It seems like I’ve been having about one life-changing crisis/event per week these days. Oh, Katherine’s career plans are changing? Must be a Tuesday! Katherine wants to fly to London for two weeks after graduation? Must be a Tuesday. Katherine’s computer is making this funny grinding noise? Her life goals have shifted? She’s no longer going to grad school immediately after graduation? What else is new?!
This most recent crisis did not occur suddenly on a Tuesday, as it were. It started as a tickle in the back of my mind, slowly clawing its way forward until it blossomed into a spark. One particular event surrounded that spark in a dense cloud of gasoline vapor, which ignited and caused a series of domino explosions which in turn wiped out electricity to most of the eastern seaboard for the greater part of an afternoon. As it were.
Remember restoration? I want, very much, to do art restoration- it’s the perfect blend of art and science, and it may surprise you to know that I am rather fond of science. For an artist. I wanted that, figuring that I’d probably be good enough at chemistry to be able to do it, so I figured it would be a good idea to take a chemistry class and find out.
Well, two things.

**Task to complete**. Retype the personal post from the words "This most recent" through the words "Well, two things.", and stop after the second.

**Data excerpt**.
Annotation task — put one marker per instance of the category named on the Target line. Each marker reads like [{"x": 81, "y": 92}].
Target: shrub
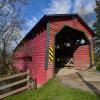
[{"x": 98, "y": 66}]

**Task response**.
This most recent crisis did not occur suddenly on a Tuesday, as it were. It started as a tickle in the back of my mind, slowly clawing its way forward until it blossomed into a spark. One particular event surrounded that spark in a dense cloud of gasoline vapor, which ignited and caused a series of domino explosions which in turn wiped out electricity to most of the eastern seaboard for the greater part of an afternoon. As it were.
Remember restoration? I want, very much, to do art restoration- it’s the perfect blend of art and science, and it may surprise you to know that I am rather fond of science. For an artist. I wanted that, figuring that I’d probably be good enough at chemistry to be able to do it, so I figured it would be a good idea to take a chemistry class and find out.
Well, two things.